*REQUIRED WORK:*
Copy the records below, putting "porcelain" in place of "ceramic" and changing nothing else.

*DATA ENTRIES:*
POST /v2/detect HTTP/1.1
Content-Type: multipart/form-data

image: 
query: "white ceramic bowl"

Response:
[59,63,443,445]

*THE OUTPUT:*
POST /v2/detect HTTP/1.1
Content-Type: multipart/form-data

image: 
query: "white porcelain bowl"

Response:
[59,63,443,445]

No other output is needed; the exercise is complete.